Problem statement: Copy out only the span from the line with "Guideline: put one point on each instance of the black coat" to the end of the data, both ends kept, word for word.

* * * * * * *

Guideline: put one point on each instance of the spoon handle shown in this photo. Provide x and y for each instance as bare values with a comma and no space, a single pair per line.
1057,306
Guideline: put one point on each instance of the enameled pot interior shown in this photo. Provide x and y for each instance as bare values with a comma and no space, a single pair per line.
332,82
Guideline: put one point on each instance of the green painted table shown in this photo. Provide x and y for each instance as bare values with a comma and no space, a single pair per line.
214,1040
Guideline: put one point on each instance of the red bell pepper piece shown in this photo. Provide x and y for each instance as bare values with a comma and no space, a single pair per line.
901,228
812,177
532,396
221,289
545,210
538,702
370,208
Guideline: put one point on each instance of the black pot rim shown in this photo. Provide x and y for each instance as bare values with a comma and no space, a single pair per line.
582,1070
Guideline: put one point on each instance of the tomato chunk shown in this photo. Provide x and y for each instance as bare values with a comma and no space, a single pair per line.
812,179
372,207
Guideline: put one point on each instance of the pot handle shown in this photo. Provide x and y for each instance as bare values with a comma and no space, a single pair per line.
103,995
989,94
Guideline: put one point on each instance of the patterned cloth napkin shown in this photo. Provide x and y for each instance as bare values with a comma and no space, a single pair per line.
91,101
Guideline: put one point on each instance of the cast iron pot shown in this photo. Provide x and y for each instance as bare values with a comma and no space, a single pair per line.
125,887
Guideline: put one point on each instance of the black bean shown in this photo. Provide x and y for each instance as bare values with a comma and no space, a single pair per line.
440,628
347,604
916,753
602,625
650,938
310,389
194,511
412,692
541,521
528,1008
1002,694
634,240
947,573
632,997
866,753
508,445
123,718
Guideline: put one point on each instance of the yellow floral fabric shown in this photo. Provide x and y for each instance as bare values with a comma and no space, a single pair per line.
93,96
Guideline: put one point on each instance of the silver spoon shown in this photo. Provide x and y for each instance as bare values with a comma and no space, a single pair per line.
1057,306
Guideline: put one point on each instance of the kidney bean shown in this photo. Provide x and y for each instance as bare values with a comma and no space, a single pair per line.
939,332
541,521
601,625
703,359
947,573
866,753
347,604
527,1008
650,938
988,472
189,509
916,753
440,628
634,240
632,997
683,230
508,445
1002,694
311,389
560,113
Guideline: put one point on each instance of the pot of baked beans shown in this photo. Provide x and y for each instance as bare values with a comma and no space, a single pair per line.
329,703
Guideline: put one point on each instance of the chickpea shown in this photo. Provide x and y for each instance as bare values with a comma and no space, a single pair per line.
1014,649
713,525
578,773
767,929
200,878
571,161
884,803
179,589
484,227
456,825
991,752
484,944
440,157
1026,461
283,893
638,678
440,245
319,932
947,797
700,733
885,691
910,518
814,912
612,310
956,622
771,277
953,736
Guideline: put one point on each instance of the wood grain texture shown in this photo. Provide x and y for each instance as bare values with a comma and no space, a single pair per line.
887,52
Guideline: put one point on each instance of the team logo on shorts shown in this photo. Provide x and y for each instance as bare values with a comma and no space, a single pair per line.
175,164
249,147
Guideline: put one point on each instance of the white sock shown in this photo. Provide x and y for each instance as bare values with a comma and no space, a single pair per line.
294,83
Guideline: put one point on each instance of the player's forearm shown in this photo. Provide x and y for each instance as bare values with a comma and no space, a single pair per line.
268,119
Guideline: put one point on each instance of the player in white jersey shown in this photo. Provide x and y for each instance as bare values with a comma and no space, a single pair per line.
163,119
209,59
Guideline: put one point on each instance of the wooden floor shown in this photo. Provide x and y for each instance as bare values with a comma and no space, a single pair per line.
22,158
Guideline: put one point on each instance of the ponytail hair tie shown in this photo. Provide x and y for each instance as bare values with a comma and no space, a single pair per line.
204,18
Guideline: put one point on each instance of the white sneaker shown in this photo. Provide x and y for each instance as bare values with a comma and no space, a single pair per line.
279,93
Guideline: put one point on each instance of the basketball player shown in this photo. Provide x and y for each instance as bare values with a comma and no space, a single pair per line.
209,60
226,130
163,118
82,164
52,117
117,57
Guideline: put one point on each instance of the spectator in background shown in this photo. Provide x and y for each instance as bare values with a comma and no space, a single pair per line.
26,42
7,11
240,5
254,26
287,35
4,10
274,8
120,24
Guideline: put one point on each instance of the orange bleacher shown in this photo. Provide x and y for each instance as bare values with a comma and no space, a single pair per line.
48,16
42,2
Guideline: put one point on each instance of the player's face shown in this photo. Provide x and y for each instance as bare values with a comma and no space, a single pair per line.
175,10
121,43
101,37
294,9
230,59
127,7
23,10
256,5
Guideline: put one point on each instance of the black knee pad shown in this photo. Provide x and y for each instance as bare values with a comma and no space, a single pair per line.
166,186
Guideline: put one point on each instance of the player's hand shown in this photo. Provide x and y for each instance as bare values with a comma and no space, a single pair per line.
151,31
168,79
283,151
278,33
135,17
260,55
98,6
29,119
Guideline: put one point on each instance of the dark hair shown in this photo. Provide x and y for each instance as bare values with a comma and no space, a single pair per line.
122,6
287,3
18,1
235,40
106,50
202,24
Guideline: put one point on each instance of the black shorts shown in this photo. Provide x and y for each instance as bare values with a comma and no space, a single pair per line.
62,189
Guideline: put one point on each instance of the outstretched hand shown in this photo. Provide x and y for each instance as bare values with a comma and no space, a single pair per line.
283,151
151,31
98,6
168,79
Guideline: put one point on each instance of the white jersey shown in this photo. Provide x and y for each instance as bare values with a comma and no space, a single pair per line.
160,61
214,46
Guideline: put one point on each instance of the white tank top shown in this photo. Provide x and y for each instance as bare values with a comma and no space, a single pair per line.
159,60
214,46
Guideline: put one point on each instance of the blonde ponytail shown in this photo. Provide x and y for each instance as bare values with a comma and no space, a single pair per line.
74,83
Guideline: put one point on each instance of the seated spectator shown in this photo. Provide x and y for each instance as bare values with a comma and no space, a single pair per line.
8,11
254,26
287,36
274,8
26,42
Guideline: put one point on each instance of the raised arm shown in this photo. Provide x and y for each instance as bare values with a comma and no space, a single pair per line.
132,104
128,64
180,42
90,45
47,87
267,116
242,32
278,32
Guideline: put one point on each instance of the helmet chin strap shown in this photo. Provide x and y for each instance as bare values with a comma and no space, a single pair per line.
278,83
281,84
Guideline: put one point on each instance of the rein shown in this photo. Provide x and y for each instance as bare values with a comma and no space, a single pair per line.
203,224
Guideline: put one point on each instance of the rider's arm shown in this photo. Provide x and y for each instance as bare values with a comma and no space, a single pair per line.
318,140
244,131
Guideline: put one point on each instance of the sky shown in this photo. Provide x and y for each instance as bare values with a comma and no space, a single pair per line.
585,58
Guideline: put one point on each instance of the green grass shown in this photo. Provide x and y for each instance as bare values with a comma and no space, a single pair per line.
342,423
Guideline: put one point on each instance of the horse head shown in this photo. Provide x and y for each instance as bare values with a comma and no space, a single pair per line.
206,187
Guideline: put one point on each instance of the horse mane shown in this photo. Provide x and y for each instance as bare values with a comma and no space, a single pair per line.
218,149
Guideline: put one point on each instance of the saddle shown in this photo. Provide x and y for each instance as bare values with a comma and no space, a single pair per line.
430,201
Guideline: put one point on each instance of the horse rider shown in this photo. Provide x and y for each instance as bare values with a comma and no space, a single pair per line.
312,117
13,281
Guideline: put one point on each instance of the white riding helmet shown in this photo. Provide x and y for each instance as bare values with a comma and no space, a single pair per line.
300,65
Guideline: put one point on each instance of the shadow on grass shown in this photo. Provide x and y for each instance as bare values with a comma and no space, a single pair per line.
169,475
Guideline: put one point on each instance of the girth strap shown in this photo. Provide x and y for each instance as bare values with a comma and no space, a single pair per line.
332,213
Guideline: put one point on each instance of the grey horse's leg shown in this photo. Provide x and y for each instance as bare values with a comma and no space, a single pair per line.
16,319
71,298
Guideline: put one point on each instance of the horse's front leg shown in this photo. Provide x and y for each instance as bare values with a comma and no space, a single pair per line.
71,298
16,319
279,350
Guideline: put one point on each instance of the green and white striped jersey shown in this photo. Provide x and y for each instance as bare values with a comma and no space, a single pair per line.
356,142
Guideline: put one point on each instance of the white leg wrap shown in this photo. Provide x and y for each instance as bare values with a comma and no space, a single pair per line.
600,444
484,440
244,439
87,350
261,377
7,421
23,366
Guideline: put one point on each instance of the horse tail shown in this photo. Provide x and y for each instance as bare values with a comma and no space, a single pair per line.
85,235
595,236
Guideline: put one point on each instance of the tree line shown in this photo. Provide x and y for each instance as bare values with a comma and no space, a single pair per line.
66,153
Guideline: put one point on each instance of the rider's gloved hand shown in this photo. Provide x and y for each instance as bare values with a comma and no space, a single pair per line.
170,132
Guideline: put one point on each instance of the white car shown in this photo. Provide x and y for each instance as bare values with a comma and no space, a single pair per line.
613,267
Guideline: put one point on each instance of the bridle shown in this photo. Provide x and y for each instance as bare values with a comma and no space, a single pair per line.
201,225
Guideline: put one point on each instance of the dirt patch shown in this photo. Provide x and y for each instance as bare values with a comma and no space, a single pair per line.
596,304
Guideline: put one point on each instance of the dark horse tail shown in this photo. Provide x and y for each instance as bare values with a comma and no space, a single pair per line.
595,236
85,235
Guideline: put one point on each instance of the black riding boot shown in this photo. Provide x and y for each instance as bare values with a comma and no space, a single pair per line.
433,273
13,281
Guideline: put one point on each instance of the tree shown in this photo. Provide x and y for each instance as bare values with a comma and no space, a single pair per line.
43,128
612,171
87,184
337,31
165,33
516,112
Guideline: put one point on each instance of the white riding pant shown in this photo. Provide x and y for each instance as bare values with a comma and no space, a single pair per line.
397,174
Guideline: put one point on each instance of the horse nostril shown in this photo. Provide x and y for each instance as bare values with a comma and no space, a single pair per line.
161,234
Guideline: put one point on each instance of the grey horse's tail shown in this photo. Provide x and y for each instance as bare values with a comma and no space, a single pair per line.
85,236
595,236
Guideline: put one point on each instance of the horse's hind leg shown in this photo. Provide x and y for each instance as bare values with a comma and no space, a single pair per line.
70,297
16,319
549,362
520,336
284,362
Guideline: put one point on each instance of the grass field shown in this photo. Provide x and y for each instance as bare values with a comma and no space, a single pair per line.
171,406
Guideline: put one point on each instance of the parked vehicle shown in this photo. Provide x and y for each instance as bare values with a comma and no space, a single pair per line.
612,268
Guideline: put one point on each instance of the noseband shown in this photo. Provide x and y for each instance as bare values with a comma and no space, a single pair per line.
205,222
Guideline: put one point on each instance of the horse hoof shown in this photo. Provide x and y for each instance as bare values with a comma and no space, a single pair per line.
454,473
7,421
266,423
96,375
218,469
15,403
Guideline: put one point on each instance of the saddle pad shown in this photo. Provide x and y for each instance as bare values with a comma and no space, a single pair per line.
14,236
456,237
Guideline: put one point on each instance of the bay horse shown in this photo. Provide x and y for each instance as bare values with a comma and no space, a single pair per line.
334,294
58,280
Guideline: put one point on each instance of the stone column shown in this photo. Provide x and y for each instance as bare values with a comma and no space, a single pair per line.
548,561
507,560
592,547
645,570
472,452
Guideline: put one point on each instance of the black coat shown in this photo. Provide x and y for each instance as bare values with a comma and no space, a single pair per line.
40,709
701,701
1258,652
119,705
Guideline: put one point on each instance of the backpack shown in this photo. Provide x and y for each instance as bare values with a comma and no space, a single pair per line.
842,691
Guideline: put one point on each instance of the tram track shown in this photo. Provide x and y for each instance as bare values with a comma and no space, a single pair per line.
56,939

* * * * * * *

Problem solution:
Guideline: put one point on each instance of the black coat shown in this photo. Provide x and y for each instance as bare values with a comma and no space, a single pair per line.
40,709
701,701
1258,652
119,705
Guideline: put one point on each instance of the backpack shown in this photo. Provide x and y for each instance as bare values with a comma and no space, a single pair per line.
842,691
Guideline: put one point on each instance of the tram track shown in this photo. Provide x and y for each instance as bare values with a comma and no space, a single pair per line.
56,939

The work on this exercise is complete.